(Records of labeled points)
=-=-=
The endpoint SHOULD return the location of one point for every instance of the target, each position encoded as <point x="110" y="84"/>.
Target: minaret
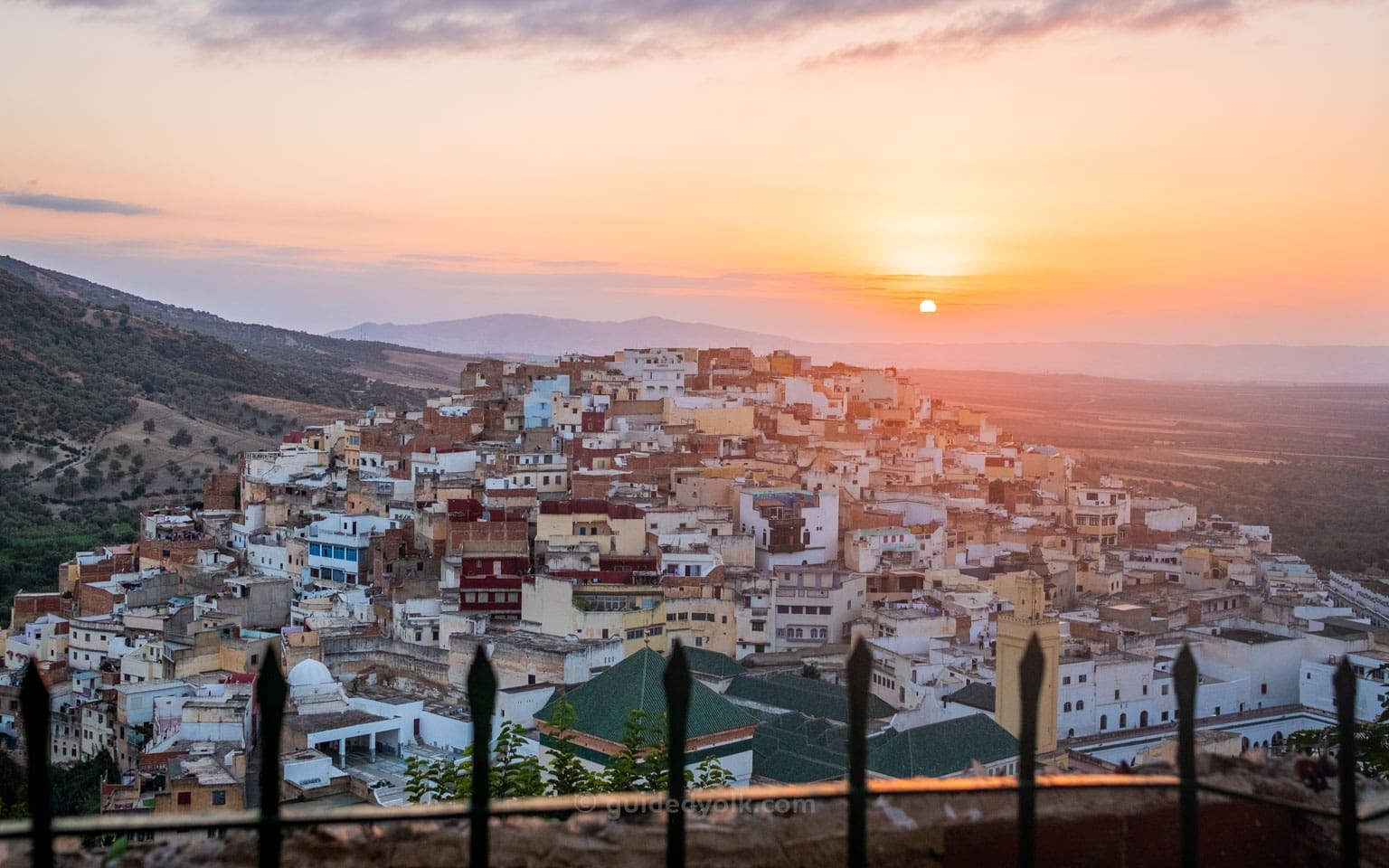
<point x="1016" y="629"/>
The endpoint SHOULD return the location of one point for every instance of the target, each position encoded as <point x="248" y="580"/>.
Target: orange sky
<point x="1116" y="170"/>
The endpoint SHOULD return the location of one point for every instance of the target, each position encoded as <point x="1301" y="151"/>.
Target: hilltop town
<point x="577" y="515"/>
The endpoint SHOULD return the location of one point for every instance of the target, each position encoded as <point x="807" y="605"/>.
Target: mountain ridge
<point x="541" y="335"/>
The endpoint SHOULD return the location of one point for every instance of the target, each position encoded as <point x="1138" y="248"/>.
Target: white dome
<point x="310" y="673"/>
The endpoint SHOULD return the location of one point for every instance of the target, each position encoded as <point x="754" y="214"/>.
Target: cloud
<point x="984" y="30"/>
<point x="599" y="33"/>
<point x="72" y="204"/>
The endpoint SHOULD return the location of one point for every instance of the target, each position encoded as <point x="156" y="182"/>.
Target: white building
<point x="790" y="526"/>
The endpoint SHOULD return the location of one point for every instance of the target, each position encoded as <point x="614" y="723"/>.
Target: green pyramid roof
<point x="942" y="749"/>
<point x="808" y="696"/>
<point x="603" y="703"/>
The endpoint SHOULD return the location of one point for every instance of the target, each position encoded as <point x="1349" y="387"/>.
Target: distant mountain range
<point x="535" y="335"/>
<point x="316" y="354"/>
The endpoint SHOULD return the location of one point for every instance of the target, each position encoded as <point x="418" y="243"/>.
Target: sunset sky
<point x="1212" y="171"/>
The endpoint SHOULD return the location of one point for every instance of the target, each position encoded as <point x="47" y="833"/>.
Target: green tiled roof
<point x="806" y="694"/>
<point x="712" y="663"/>
<point x="976" y="694"/>
<point x="601" y="704"/>
<point x="796" y="749"/>
<point x="942" y="749"/>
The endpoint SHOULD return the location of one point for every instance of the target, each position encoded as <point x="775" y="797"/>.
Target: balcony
<point x="1239" y="816"/>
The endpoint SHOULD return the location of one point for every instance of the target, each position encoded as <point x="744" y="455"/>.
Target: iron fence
<point x="42" y="826"/>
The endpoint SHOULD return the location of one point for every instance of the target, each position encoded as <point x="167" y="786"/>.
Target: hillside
<point x="305" y="352"/>
<point x="108" y="410"/>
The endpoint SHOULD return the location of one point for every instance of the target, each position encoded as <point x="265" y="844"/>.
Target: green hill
<point x="307" y="353"/>
<point x="108" y="407"/>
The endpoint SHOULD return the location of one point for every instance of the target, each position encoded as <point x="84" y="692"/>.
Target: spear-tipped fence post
<point x="1186" y="679"/>
<point x="33" y="700"/>
<point x="860" y="671"/>
<point x="482" y="702"/>
<point x="269" y="700"/>
<point x="1345" y="685"/>
<point x="676" y="682"/>
<point x="1031" y="671"/>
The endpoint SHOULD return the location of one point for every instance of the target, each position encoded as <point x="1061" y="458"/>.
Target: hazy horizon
<point x="1140" y="171"/>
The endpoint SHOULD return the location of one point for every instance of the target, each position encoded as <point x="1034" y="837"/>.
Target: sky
<point x="1155" y="171"/>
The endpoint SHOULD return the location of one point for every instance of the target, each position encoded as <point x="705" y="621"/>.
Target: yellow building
<point x="721" y="421"/>
<point x="700" y="614"/>
<point x="596" y="610"/>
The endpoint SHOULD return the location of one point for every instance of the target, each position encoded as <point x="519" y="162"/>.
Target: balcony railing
<point x="482" y="692"/>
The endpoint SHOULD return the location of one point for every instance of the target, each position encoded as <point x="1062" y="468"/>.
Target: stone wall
<point x="782" y="826"/>
<point x="354" y="655"/>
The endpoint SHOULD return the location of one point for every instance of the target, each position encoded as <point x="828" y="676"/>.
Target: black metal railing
<point x="269" y="823"/>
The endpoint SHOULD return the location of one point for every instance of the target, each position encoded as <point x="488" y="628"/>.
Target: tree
<point x="1371" y="743"/>
<point x="709" y="774"/>
<point x="513" y="774"/>
<point x="567" y="772"/>
<point x="640" y="766"/>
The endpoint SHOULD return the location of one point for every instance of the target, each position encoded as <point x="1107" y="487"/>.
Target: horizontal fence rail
<point x="269" y="820"/>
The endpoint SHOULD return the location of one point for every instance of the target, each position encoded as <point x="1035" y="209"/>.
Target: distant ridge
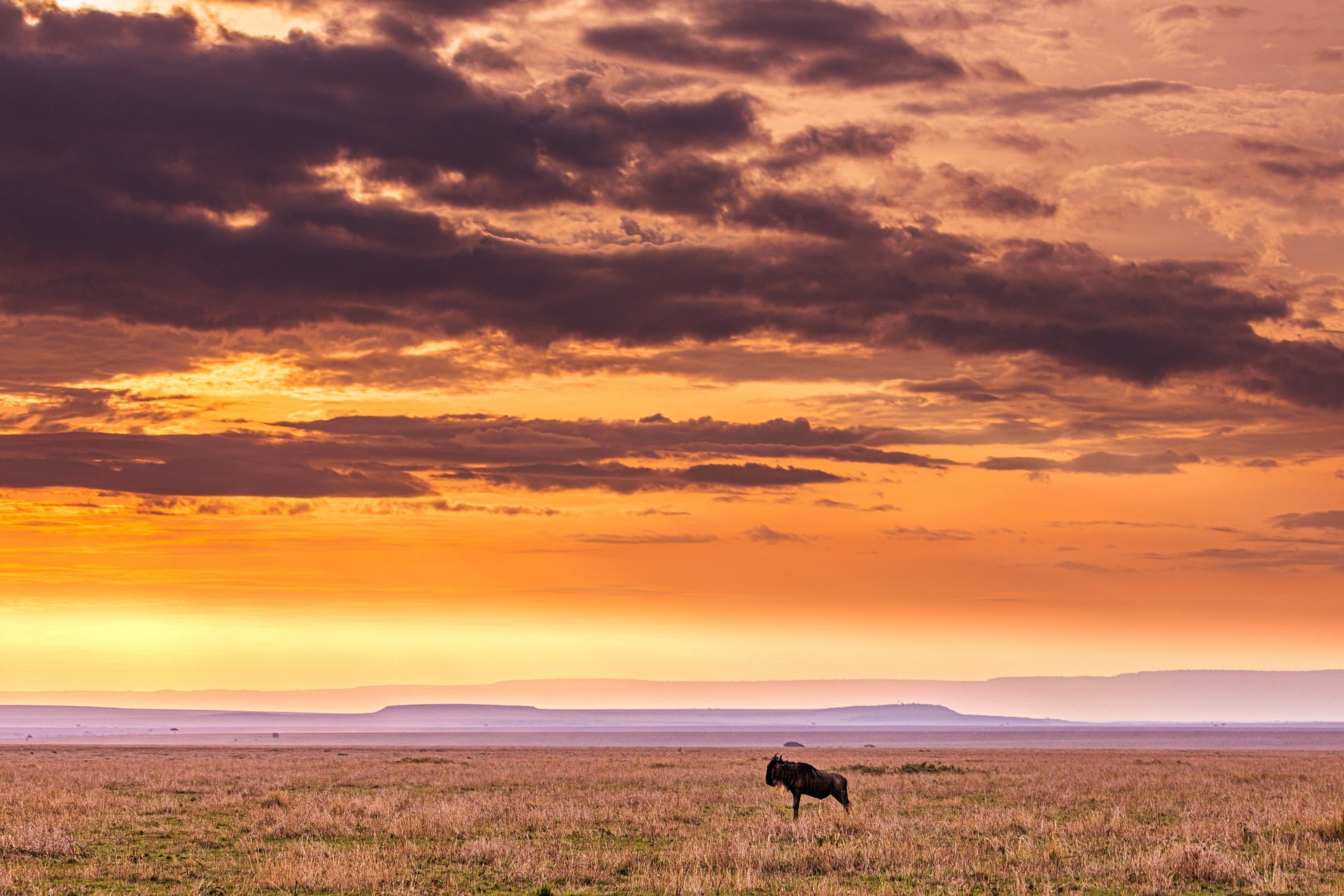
<point x="19" y="722"/>
<point x="1180" y="696"/>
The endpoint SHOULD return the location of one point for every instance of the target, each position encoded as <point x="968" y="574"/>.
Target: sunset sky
<point x="445" y="342"/>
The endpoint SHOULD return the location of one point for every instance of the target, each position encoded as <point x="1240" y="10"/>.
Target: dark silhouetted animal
<point x="802" y="780"/>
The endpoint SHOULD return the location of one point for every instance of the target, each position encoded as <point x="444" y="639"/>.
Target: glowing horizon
<point x="479" y="342"/>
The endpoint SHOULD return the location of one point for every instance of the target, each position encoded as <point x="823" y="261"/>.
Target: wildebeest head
<point x="771" y="780"/>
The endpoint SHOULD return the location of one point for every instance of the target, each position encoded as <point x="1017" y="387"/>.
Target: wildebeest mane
<point x="794" y="776"/>
<point x="800" y="780"/>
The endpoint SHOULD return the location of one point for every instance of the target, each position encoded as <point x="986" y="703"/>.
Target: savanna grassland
<point x="141" y="820"/>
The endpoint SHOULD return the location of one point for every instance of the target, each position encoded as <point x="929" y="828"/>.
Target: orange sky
<point x="472" y="340"/>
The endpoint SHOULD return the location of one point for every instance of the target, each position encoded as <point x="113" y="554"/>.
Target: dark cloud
<point x="962" y="387"/>
<point x="477" y="54"/>
<point x="766" y="535"/>
<point x="929" y="535"/>
<point x="848" y="505"/>
<point x="209" y="209"/>
<point x="756" y="476"/>
<point x="648" y="538"/>
<point x="815" y="41"/>
<point x="855" y="141"/>
<point x="396" y="457"/>
<point x="1062" y="102"/>
<point x="678" y="45"/>
<point x="981" y="195"/>
<point x="1105" y="463"/>
<point x="624" y="479"/>
<point x="1315" y="520"/>
<point x="815" y="214"/>
<point x="190" y="465"/>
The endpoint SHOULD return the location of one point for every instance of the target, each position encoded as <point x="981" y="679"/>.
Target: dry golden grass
<point x="213" y="821"/>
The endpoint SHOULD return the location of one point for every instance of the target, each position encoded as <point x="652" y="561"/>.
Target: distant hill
<point x="1189" y="696"/>
<point x="18" y="722"/>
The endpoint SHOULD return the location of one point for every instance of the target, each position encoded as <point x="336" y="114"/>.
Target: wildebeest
<point x="800" y="780"/>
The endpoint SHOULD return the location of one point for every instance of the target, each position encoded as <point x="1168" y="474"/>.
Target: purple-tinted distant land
<point x="1144" y="710"/>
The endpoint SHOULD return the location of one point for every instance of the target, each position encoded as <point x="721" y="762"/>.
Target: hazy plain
<point x="488" y="820"/>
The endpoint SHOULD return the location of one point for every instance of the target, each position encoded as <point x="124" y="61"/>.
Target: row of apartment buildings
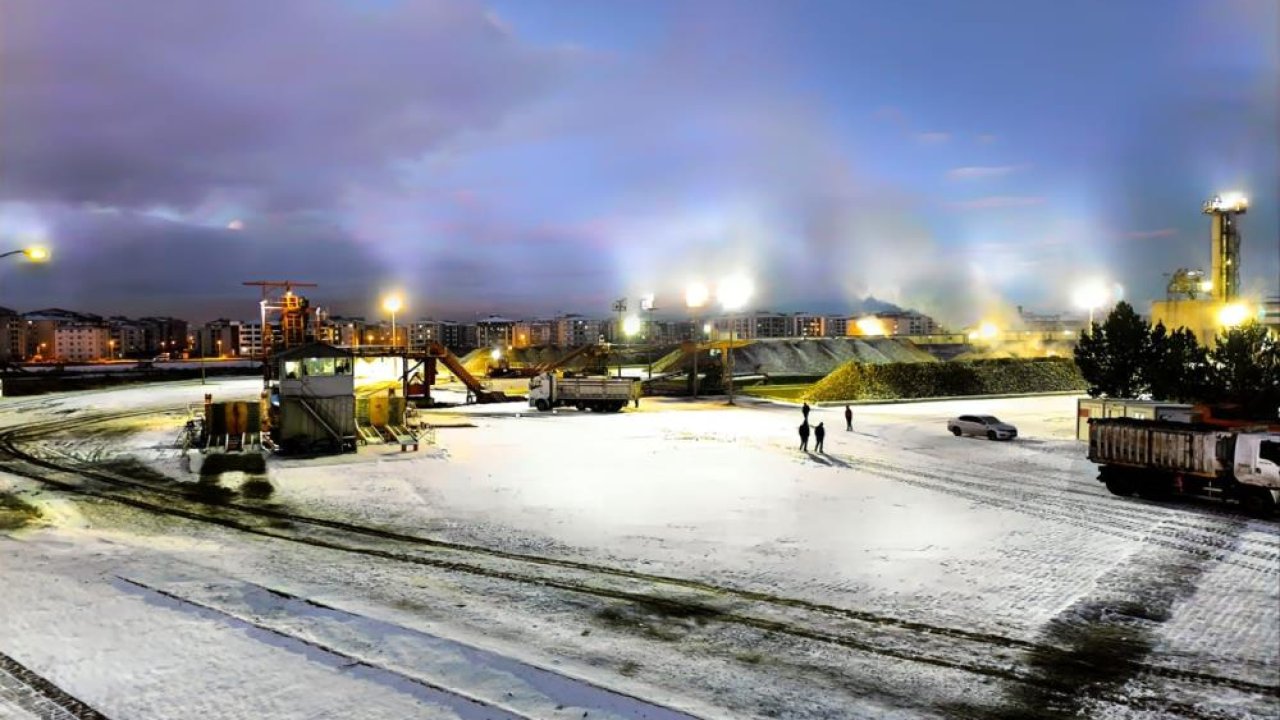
<point x="65" y="336"/>
<point x="56" y="335"/>
<point x="245" y="338"/>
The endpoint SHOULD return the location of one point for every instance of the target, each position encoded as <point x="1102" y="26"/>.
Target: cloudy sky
<point x="530" y="156"/>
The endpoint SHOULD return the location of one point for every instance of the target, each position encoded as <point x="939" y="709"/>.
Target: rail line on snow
<point x="768" y="613"/>
<point x="40" y="697"/>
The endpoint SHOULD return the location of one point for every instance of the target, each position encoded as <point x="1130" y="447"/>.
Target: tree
<point x="1114" y="355"/>
<point x="1246" y="370"/>
<point x="1178" y="365"/>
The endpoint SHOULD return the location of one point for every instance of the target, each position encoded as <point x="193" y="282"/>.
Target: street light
<point x="35" y="254"/>
<point x="1091" y="296"/>
<point x="734" y="292"/>
<point x="648" y="306"/>
<point x="392" y="304"/>
<point x="695" y="296"/>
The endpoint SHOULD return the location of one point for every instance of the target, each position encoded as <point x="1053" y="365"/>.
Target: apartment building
<point x="82" y="342"/>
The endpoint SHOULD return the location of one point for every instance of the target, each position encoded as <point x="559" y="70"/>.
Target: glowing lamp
<point x="1233" y="315"/>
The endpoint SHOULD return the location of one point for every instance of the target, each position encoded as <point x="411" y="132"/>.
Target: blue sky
<point x="535" y="156"/>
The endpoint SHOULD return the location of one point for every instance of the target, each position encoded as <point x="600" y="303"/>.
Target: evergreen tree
<point x="1114" y="355"/>
<point x="1246" y="370"/>
<point x="1178" y="367"/>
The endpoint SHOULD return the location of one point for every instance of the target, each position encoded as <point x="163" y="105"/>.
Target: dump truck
<point x="1160" y="458"/>
<point x="600" y="393"/>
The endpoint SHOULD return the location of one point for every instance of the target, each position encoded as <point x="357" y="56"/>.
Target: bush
<point x="896" y="381"/>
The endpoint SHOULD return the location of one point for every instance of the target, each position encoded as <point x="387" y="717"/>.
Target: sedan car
<point x="987" y="425"/>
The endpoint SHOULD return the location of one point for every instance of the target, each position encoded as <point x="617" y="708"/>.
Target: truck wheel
<point x="1155" y="490"/>
<point x="1257" y="502"/>
<point x="1119" y="484"/>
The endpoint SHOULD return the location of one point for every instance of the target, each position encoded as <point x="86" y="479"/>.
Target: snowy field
<point x="680" y="560"/>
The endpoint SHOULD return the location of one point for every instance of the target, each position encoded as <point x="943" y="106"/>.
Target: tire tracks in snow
<point x="1223" y="543"/>
<point x="977" y="652"/>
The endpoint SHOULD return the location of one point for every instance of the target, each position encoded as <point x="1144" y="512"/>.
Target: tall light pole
<point x="1091" y="296"/>
<point x="33" y="254"/>
<point x="392" y="304"/>
<point x="732" y="292"/>
<point x="695" y="296"/>
<point x="647" y="305"/>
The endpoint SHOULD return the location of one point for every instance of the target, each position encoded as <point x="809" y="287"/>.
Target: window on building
<point x="316" y="367"/>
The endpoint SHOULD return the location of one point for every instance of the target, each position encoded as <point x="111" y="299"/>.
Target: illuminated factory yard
<point x="667" y="360"/>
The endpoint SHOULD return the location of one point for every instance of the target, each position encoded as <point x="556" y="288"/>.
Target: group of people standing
<point x="819" y="432"/>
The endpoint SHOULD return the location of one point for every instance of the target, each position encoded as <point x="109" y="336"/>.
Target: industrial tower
<point x="1207" y="305"/>
<point x="1225" y="236"/>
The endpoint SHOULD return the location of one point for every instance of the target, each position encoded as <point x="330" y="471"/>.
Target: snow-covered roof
<point x="312" y="350"/>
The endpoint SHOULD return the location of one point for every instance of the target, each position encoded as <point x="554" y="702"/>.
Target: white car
<point x="987" y="425"/>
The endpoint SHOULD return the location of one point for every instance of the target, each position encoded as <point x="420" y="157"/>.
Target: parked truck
<point x="1156" y="458"/>
<point x="603" y="395"/>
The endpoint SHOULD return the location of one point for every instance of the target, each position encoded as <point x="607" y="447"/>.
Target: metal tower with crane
<point x="293" y="310"/>
<point x="1225" y="233"/>
<point x="1208" y="304"/>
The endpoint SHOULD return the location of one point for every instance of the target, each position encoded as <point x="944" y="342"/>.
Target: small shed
<point x="314" y="402"/>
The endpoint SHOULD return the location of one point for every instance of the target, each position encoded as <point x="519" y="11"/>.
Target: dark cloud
<point x="279" y="105"/>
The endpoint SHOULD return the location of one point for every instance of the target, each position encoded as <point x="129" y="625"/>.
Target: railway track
<point x="24" y="688"/>
<point x="878" y="634"/>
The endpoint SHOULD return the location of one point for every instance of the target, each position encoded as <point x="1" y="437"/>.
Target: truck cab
<point x="1257" y="461"/>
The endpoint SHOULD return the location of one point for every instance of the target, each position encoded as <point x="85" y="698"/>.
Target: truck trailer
<point x="1156" y="459"/>
<point x="603" y="395"/>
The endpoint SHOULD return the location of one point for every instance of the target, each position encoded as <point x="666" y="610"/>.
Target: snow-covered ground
<point x="681" y="560"/>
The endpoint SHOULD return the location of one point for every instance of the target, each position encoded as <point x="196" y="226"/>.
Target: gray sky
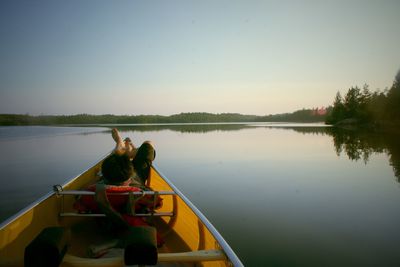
<point x="166" y="57"/>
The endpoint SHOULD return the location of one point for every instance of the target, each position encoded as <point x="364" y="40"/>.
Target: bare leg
<point x="130" y="148"/>
<point x="119" y="145"/>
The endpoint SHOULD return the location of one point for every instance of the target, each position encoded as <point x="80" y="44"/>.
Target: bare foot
<point x="130" y="149"/>
<point x="119" y="145"/>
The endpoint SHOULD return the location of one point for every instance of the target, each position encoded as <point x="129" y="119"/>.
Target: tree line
<point x="304" y="115"/>
<point x="363" y="106"/>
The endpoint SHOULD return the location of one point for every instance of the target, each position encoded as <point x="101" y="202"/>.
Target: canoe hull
<point x="186" y="231"/>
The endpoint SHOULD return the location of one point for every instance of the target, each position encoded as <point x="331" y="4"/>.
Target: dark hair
<point x="117" y="168"/>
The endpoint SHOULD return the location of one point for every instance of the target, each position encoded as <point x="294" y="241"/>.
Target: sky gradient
<point x="167" y="57"/>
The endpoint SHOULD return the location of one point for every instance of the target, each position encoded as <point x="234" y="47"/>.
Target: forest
<point x="366" y="107"/>
<point x="304" y="115"/>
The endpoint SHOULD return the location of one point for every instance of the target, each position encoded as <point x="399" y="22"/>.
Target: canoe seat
<point x="88" y="202"/>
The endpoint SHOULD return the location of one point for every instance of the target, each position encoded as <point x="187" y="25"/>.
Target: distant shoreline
<point x="305" y="115"/>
=-=-=
Challenge ::
Locate every line in the data that contains the string "tower" and copy each one. Case counts.

Final answer ::
Target: industrial tower
Target: metal tower with crane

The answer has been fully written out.